===== Task material =====

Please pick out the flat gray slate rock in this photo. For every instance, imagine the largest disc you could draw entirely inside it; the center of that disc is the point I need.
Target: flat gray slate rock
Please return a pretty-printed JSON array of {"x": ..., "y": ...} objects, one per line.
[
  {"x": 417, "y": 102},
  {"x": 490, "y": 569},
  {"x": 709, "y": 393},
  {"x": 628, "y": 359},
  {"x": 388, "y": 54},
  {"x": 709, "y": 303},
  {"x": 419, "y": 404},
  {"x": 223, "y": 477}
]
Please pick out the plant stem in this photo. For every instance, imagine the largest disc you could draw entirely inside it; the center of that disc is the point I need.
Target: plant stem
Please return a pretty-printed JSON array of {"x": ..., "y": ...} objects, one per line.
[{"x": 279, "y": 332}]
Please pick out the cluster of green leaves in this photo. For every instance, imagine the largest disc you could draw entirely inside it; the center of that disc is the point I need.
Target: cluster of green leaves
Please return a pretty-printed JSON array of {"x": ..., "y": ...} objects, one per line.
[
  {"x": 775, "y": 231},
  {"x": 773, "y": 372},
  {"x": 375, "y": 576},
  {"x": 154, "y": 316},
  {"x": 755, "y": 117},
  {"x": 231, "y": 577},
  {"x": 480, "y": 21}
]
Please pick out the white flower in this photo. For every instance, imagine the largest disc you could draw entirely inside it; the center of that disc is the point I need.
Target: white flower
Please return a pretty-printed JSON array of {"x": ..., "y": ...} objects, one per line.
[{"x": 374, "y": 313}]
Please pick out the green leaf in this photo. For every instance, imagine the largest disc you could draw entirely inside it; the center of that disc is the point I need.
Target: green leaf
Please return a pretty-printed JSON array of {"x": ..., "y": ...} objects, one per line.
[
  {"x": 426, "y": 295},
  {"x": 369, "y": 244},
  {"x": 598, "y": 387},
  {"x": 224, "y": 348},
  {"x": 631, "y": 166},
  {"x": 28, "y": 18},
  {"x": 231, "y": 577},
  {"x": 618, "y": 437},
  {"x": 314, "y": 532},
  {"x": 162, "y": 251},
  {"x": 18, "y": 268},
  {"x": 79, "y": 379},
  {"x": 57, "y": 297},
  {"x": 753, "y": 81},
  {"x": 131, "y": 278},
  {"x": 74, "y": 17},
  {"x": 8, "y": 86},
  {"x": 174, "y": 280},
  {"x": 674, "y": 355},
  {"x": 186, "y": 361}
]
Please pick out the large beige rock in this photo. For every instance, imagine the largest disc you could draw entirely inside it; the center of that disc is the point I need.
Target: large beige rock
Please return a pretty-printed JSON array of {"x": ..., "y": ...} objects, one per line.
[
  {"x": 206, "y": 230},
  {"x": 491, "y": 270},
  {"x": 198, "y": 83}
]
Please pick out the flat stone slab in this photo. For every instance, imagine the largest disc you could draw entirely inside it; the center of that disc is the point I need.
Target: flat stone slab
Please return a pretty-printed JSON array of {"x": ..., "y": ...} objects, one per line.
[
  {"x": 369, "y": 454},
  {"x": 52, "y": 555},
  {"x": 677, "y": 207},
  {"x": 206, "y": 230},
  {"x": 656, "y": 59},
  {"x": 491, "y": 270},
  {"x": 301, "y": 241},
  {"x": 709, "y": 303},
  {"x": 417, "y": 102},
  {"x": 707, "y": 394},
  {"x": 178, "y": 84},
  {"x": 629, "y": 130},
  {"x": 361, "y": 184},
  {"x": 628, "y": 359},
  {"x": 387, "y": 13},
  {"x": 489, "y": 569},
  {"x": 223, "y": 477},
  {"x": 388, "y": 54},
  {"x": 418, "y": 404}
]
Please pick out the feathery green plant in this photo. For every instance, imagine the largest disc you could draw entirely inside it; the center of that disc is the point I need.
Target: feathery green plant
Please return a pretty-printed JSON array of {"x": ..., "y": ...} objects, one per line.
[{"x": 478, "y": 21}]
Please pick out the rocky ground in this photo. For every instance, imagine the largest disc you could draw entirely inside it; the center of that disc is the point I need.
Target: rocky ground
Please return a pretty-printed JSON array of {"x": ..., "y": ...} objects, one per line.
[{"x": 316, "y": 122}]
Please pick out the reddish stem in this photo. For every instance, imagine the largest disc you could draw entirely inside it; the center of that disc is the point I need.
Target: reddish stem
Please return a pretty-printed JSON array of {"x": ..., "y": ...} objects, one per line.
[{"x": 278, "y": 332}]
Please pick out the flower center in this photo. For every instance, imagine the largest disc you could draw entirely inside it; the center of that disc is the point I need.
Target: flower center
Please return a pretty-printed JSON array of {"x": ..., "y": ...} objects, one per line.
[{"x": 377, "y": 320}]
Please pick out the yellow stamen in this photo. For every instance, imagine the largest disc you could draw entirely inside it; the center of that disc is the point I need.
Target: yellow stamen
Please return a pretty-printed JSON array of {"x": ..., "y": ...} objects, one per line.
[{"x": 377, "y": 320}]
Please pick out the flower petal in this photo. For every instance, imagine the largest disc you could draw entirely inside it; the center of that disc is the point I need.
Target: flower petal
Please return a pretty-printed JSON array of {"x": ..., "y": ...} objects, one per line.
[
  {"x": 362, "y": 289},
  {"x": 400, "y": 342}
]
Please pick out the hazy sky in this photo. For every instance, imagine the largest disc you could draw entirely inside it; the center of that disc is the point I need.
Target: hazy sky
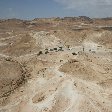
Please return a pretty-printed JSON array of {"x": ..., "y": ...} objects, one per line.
[{"x": 29, "y": 9}]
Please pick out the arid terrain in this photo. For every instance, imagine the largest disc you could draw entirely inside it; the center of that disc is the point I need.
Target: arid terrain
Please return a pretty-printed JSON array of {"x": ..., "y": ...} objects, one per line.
[{"x": 56, "y": 65}]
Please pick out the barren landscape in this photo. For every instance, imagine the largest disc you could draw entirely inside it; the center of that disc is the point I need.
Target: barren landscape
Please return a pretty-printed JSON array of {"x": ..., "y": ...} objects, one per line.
[{"x": 56, "y": 65}]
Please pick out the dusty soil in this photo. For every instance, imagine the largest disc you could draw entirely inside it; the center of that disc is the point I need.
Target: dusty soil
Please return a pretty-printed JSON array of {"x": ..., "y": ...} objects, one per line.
[{"x": 56, "y": 65}]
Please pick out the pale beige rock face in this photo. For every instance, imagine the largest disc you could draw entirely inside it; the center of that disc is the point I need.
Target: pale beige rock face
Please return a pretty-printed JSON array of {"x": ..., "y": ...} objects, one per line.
[{"x": 55, "y": 67}]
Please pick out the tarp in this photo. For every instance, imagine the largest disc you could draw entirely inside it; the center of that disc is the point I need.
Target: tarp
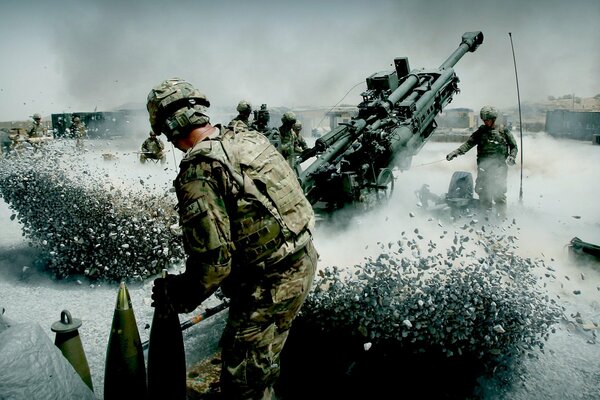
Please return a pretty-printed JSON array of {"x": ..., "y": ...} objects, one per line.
[{"x": 32, "y": 367}]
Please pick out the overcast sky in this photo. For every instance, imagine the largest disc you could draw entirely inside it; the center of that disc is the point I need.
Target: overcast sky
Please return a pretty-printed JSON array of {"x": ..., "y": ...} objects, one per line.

=====

* Direction *
Render all of the material above as a JSON list of strings, one string per line, skipping blank lines. Leave out the pictures.

* Full output *
[
  "Please pick out the flat gray slate rock in this photo. For every instance, imagine the largest disc you could draw entirely inside it; the center of that disc is the point I need.",
  "Target: flat gray slate rock",
  "Please return a pretty-printed JSON array of {\"x\": ..., \"y\": ...} objects, one per line.",
  "[",
  "  {\"x\": 417, \"y\": 102},",
  "  {\"x\": 490, \"y\": 569},",
  "  {\"x\": 709, \"y\": 393},",
  "  {\"x\": 628, \"y\": 359},",
  "  {\"x\": 388, \"y\": 54},",
  "  {\"x\": 709, \"y\": 303},",
  "  {\"x\": 419, \"y\": 404},",
  "  {\"x\": 223, \"y\": 477}",
  "]",
  "Please pick out the plant stem in this photo. For every instance, imagine the largest disc you could draw entirely inside it; the center of that disc is the point I need.",
  "Target: plant stem",
  "Please return a pretty-printed JSON array of {\"x\": ..., \"y\": ...} objects, one per line.",
  "[{\"x\": 279, \"y\": 332}]",
  "Please pick out the cluster of green leaves in this photo. For every instance, imagine the largest disc you could draw entirely inside it; the center of that disc is the point I need.",
  "Target: cluster of green leaves",
  "Please return a pretty-printed JSON array of {\"x\": ..., \"y\": ...} objects, one per line.",
  "[",
  "  {\"x\": 775, \"y\": 231},",
  "  {\"x\": 773, \"y\": 372},",
  "  {\"x\": 375, \"y\": 576},",
  "  {\"x\": 154, \"y\": 316},",
  "  {\"x\": 755, \"y\": 117},",
  "  {\"x\": 231, \"y\": 577},",
  "  {\"x\": 480, \"y\": 21}",
  "]",
  "Please pick out the white flower in this photo. For every instance, imagine the largest disc you could draw entirely inside it; the center of that disc is the point I need.",
  "Target: white flower",
  "Please return a pretty-printed JSON array of {\"x\": ..., \"y\": ...} objects, one per line.",
  "[{\"x\": 374, \"y\": 313}]",
  "Please pick out the green leaf in this photo. For every instance, imagine the largest disc you could draw entirely inside it; the center of that disc is the point I need.",
  "Target: green leaf",
  "Please return a pretty-printed JSON array of {\"x\": ..., \"y\": ...} objects, one per line.",
  "[",
  "  {\"x\": 426, \"y\": 295},",
  "  {\"x\": 369, \"y\": 244},",
  "  {\"x\": 598, \"y\": 387},",
  "  {\"x\": 224, \"y\": 348},",
  "  {\"x\": 631, \"y\": 166},",
  "  {\"x\": 28, \"y\": 18},",
  "  {\"x\": 231, \"y\": 577},",
  "  {\"x\": 618, \"y\": 437},",
  "  {\"x\": 314, \"y\": 532},",
  "  {\"x\": 162, \"y\": 251},",
  "  {\"x\": 18, \"y\": 268},",
  "  {\"x\": 79, \"y\": 379},",
  "  {\"x\": 57, \"y\": 297},",
  "  {\"x\": 753, \"y\": 81},",
  "  {\"x\": 131, \"y\": 278},",
  "  {\"x\": 74, \"y\": 17},",
  "  {\"x\": 8, \"y\": 86},",
  "  {\"x\": 174, \"y\": 280},",
  "  {\"x\": 674, \"y\": 355},",
  "  {\"x\": 186, \"y\": 361}",
  "]",
  "Please pick out the large beige rock in this photo. For every instance, imagine the largest disc you could draw entirely inside it; the center of that disc is the point I need.",
  "Target: large beige rock",
  "Please return a pretty-printed JSON array of {\"x\": ..., \"y\": ...} objects, one per line.",
  "[",
  "  {\"x\": 206, \"y\": 230},",
  "  {\"x\": 491, \"y\": 270},",
  "  {\"x\": 198, \"y\": 83}",
  "]",
  "Please pick out the flat stone slab in this photo. For every instance, imagine the largest disc you could draw entirely inside it; the center of that disc is the point I need.",
  "Target: flat stone slab",
  "Please return a pretty-printed JSON array of {\"x\": ..., \"y\": ...} objects, one per line.",
  "[",
  "  {\"x\": 369, \"y\": 454},",
  "  {\"x\": 52, \"y\": 555},",
  "  {\"x\": 677, \"y\": 207},",
  "  {\"x\": 206, \"y\": 230},",
  "  {\"x\": 656, \"y\": 59},",
  "  {\"x\": 491, \"y\": 270},",
  "  {\"x\": 301, \"y\": 241},",
  "  {\"x\": 709, \"y\": 303},",
  "  {\"x\": 417, \"y\": 102},",
  "  {\"x\": 707, \"y\": 394},",
  "  {\"x\": 178, \"y\": 84},",
  "  {\"x\": 629, \"y\": 130},",
  "  {\"x\": 361, \"y\": 184},",
  "  {\"x\": 628, \"y\": 359},",
  "  {\"x\": 387, \"y\": 13},",
  "  {\"x\": 489, \"y\": 569},",
  "  {\"x\": 223, \"y\": 477},",
  "  {\"x\": 388, \"y\": 54},",
  "  {\"x\": 418, \"y\": 404}",
  "]",
  "Please pick out the feathery green plant in this photo. For every instance, imagine the largest disc you could draw entirely inside it; the center of that disc is the point I need.",
  "Target: feathery green plant",
  "Please return a pretty-printed JSON array of {\"x\": ..., \"y\": ...} objects, one per line.",
  "[{\"x\": 478, \"y\": 21}]",
  "Please pick out the rocky ground in this photo. For every instance, imagine the largest disc you could draw entirely inside it; the center of that disc is the point I need.",
  "Target: rocky ground",
  "Please return a pretty-printed JSON array of {\"x\": ..., \"y\": ...} objects, one per line.",
  "[{\"x\": 316, \"y\": 122}]",
  "Please pick out the reddish stem in this photo. For every instance, imagine the largest disc you could draw entirely inside it; the center of that disc is the point I need.",
  "Target: reddish stem",
  "Please return a pretty-printed JSON array of {\"x\": ..., \"y\": ...} objects, one per line.",
  "[{\"x\": 278, \"y\": 332}]",
  "Please pick out the flower center in this photo. For every instance, imagine the largest disc you could draw entirely inside it; the center of that disc is the point I need.",
  "Target: flower center",
  "Please return a pretty-printed JSON array of {\"x\": ..., \"y\": ...} objects, one per line.",
  "[{\"x\": 377, \"y\": 320}]",
  "Please pick out the yellow stamen in this photo. For every instance, imagine the largest disc you could draw entirely inside it; the center of that disc is the point I need.",
  "Target: yellow stamen",
  "Please return a pretty-printed JSON array of {\"x\": ..., \"y\": ...} objects, one per line.",
  "[{\"x\": 377, \"y\": 320}]",
  "Please pick out the flower petal in this photo. For every instance, imagine the largest disc you could draw entirely inside it; the center of that disc is the point I need.",
  "Target: flower petal",
  "Please return a pretty-printed JSON array of {\"x\": ..., \"y\": ...} objects, one per line.",
  "[",
  "  {\"x\": 362, \"y\": 289},",
  "  {\"x\": 400, \"y\": 342}",
  "]",
  "Please pick out the hazy sky in this photo. For every instance, imagine the largest disc you could draw entirely inside it; the center of that disc is the point I need.",
  "Target: hazy sky",
  "Please return a pretty-printed JSON array of {\"x\": ..., \"y\": ...} objects, one per line.",
  "[{\"x\": 29, \"y\": 9}]",
  "Please pick out the arid terrain in this photo. For every instance, imagine the largest disc you could draw entirely inside it; the center of that disc is the point I need.",
  "Target: arid terrain",
  "Please return a pretty-printed JSON array of {\"x\": ..., \"y\": ...} objects, one per line.",
  "[{\"x\": 56, \"y\": 65}]",
  "Please pick out the barren landscape in this photo. For every instance, imagine the largest disc you could draw entirely inside it; the center of that disc is the point I need.",
  "Target: barren landscape",
  "Please return a pretty-printed JSON array of {\"x\": ..., \"y\": ...} objects, one per line.",
  "[{\"x\": 56, \"y\": 65}]",
  "Please pick out the dusty soil in this photo. For every instance, imagine the largest disc you could draw entirely inside it; the center of that disc is the point I need.",
  "Target: dusty soil",
  "Please return a pretty-printed JSON array of {\"x\": ..., \"y\": ...} objects, one per line.",
  "[{\"x\": 56, \"y\": 65}]",
  "Please pick out the pale beige rock face in this photo. For every instance, imagine the largest disc you could draw entirely inside it; the center of that disc is the point I need.",
  "Target: pale beige rock face",
  "Please return a pretty-printed JSON array of {\"x\": ..., \"y\": ...} objects, one per line.",
  "[{\"x\": 55, \"y\": 67}]",
  "Please pick out the tarp in this photo. For every instance, imagine the largest disc you could draw entirely inside it; the center of that disc is the point I need.",
  "Target: tarp",
  "Please return a pretty-printed JSON array of {\"x\": ..., \"y\": ...} objects, one per line.",
  "[{\"x\": 32, \"y\": 367}]",
  "Please pick out the overcast sky in this photo. For every instance, imagine the largest disc you could draw entirely inside it; the center of that disc is the point I need.",
  "Target: overcast sky",
  "Please return a pretty-printed JSON array of {\"x\": ..., \"y\": ...} objects, one per line."
]